Filter the lines below and copy each one that contains the word "smoothie", treating case as significant.

------

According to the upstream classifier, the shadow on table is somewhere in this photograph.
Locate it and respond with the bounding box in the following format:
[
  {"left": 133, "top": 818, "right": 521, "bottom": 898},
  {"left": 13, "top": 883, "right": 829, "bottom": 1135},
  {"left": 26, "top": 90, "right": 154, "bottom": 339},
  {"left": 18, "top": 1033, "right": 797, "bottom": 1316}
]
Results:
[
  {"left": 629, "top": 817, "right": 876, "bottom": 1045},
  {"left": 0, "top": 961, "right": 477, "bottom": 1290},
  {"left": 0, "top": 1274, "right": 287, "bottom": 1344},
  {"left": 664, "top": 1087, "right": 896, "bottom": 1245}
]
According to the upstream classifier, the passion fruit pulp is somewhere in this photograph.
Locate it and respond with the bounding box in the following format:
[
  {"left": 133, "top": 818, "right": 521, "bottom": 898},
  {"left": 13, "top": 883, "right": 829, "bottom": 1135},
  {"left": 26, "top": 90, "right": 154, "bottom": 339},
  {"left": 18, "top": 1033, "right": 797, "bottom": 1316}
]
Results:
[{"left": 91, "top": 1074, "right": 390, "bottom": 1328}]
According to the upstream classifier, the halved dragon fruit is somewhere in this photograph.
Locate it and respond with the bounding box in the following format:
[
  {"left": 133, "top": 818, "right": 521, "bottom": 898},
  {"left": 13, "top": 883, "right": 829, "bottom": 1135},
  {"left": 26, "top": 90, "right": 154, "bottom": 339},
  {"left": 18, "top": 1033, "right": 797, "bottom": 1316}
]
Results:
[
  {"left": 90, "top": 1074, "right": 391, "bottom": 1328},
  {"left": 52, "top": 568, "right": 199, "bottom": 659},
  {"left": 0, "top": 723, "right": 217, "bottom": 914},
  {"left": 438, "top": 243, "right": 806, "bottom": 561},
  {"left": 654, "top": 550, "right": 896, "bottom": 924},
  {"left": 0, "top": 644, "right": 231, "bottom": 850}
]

------

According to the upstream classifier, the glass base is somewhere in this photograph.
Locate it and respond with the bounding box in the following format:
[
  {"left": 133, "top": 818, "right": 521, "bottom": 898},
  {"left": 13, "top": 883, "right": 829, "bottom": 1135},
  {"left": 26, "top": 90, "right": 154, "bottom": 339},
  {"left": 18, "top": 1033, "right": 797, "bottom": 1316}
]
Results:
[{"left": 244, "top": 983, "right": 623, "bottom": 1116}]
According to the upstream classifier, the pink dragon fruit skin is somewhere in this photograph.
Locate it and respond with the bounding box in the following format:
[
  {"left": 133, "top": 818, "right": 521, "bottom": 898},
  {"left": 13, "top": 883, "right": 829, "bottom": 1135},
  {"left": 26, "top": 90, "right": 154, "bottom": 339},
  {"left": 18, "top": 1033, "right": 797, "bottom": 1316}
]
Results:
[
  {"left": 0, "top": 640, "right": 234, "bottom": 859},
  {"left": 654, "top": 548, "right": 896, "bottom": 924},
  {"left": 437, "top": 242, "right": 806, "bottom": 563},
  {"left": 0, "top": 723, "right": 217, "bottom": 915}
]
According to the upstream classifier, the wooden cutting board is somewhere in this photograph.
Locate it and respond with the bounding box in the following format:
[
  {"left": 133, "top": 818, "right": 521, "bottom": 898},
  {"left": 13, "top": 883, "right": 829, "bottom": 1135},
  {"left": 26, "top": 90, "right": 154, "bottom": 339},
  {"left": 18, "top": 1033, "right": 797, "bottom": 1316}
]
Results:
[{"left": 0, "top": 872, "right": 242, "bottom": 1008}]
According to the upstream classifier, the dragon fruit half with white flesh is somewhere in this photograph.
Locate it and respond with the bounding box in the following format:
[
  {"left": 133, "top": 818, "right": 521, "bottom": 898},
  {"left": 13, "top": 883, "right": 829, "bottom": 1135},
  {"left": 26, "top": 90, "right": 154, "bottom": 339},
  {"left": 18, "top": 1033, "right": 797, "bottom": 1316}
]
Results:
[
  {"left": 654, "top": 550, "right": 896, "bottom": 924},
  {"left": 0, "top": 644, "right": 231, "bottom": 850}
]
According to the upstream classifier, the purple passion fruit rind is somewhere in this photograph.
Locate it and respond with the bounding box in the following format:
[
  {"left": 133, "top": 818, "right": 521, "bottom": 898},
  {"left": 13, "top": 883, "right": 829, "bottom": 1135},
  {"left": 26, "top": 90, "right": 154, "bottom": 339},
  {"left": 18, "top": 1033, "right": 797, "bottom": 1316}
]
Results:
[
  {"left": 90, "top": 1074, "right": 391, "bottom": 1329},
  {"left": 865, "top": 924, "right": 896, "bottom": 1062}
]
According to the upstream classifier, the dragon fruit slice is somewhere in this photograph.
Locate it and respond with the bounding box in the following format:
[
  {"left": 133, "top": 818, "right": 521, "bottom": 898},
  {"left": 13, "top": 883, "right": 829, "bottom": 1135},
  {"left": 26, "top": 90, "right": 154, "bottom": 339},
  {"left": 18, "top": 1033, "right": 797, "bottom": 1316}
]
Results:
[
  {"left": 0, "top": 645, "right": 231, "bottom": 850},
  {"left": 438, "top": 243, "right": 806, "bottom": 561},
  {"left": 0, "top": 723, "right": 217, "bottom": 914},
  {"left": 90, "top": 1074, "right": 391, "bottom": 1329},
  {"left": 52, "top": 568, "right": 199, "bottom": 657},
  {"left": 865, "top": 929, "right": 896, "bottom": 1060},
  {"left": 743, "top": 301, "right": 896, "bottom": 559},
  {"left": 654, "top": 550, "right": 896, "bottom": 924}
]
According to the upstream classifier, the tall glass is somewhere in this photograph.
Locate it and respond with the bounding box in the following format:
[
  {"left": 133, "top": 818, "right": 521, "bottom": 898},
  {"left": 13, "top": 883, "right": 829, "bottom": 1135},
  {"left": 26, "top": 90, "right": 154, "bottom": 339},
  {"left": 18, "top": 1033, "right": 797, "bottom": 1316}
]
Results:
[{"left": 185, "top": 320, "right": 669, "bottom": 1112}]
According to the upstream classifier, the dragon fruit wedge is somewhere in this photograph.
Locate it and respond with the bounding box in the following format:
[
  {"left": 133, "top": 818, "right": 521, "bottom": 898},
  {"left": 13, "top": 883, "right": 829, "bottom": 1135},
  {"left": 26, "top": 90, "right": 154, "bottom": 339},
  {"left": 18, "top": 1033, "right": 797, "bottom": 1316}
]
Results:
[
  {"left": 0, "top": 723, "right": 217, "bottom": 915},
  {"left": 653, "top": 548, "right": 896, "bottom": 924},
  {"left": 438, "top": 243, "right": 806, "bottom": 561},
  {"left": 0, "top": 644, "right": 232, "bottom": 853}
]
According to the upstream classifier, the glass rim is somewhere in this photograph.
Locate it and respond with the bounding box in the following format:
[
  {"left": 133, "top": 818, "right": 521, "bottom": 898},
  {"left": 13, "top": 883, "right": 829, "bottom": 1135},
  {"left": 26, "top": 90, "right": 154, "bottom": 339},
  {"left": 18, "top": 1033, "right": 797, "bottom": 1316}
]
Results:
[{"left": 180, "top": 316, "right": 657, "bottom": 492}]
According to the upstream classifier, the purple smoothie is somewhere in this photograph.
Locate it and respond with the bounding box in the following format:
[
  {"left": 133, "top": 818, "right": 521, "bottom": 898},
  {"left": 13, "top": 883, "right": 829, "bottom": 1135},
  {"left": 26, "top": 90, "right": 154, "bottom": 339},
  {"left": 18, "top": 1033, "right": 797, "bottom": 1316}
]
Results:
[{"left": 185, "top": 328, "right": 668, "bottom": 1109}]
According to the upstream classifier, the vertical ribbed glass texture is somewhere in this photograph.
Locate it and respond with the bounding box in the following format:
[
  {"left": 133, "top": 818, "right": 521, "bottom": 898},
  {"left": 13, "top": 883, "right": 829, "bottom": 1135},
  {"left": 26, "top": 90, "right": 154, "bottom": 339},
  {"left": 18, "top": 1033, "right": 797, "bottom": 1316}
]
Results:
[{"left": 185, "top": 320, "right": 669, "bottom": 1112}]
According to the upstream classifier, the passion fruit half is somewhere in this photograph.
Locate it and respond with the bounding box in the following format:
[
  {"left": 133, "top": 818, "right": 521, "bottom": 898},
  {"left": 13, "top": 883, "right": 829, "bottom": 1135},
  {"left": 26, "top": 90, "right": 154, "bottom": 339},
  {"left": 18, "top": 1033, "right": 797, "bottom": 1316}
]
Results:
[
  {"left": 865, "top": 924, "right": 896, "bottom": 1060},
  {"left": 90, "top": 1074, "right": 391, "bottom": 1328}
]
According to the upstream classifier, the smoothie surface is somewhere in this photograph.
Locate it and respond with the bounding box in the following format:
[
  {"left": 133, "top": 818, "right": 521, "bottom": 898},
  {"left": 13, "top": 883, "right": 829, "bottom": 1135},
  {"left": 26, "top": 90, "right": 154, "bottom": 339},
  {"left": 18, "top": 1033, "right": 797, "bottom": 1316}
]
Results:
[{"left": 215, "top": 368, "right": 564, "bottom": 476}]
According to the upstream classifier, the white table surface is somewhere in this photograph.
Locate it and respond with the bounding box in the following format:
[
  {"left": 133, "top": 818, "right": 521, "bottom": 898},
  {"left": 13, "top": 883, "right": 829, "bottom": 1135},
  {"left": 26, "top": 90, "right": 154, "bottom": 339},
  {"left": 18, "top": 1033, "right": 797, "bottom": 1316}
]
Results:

------

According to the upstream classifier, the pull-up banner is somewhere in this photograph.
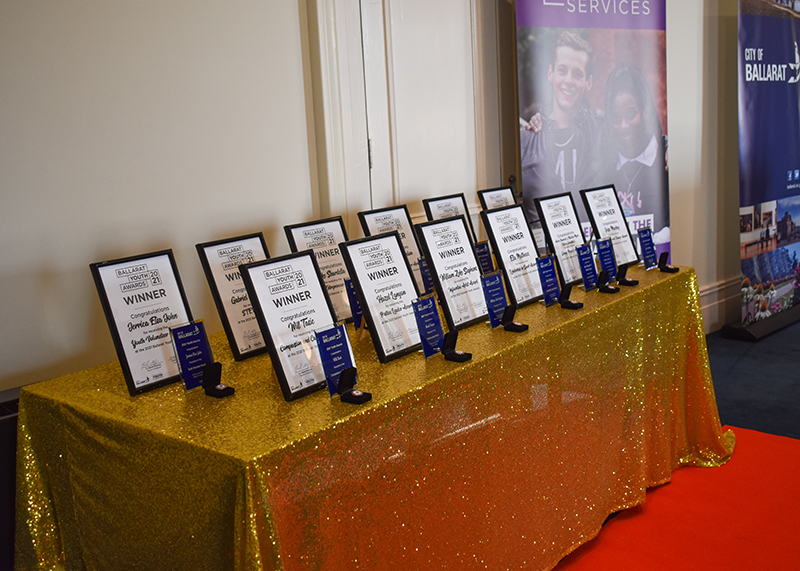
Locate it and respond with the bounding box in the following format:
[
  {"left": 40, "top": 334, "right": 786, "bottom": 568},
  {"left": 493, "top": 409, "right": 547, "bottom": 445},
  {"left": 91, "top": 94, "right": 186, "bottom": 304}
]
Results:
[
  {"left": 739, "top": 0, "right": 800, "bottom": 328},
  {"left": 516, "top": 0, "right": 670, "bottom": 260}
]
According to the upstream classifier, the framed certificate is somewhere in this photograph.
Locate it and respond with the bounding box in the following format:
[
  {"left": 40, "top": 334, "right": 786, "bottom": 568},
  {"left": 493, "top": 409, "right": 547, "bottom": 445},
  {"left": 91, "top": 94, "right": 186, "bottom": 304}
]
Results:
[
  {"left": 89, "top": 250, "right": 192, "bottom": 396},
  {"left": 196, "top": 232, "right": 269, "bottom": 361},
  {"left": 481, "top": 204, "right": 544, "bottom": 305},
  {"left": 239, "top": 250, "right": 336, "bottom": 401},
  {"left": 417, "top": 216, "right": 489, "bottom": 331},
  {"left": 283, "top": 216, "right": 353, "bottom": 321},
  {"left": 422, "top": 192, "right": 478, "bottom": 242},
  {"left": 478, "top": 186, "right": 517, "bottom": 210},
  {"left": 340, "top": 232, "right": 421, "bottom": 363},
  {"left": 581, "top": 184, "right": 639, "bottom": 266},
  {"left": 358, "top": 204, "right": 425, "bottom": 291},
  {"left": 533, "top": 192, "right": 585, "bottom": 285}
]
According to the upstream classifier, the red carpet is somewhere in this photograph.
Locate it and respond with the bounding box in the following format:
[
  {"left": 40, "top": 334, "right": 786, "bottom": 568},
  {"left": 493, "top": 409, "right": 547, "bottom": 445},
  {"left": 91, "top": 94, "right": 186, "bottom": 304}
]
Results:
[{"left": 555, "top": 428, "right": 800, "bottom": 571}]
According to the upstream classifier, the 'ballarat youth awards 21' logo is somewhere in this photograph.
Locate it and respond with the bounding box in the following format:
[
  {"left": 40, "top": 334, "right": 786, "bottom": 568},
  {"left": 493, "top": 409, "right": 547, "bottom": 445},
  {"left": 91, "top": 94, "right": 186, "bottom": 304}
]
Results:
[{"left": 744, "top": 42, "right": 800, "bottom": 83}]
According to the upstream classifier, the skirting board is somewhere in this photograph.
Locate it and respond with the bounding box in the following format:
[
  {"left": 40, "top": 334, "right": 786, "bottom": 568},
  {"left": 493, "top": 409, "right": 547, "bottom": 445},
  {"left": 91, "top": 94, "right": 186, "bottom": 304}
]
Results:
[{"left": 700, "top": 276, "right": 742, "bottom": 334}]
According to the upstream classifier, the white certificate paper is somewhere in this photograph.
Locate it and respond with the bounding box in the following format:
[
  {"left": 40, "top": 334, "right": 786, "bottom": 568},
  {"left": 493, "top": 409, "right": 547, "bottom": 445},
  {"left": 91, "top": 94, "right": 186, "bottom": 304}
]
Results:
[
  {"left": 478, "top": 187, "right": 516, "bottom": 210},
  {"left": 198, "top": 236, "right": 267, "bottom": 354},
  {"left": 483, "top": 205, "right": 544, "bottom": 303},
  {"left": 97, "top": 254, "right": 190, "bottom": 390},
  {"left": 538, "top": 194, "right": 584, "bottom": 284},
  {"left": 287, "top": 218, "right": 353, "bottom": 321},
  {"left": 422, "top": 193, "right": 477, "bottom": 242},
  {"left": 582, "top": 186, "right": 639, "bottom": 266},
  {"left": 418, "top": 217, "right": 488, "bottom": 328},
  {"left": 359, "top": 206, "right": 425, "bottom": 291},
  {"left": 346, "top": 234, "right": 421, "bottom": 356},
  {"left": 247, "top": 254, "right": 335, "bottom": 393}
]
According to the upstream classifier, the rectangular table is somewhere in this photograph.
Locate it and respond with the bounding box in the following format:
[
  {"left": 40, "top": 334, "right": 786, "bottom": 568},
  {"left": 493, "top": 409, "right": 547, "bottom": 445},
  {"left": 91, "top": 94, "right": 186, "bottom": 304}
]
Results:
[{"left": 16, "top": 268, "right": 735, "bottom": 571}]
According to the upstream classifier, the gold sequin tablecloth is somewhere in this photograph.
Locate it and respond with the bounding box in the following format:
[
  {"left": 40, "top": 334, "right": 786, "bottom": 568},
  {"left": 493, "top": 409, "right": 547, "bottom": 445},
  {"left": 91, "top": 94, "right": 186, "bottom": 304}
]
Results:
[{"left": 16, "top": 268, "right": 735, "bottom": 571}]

------

▶ [TASK RESPONSE]:
According to the upstream classifier, the purple smoothie is somewhere in this photograph.
According to the upstream classifier, the smoothie surface is somewhere in this photograph.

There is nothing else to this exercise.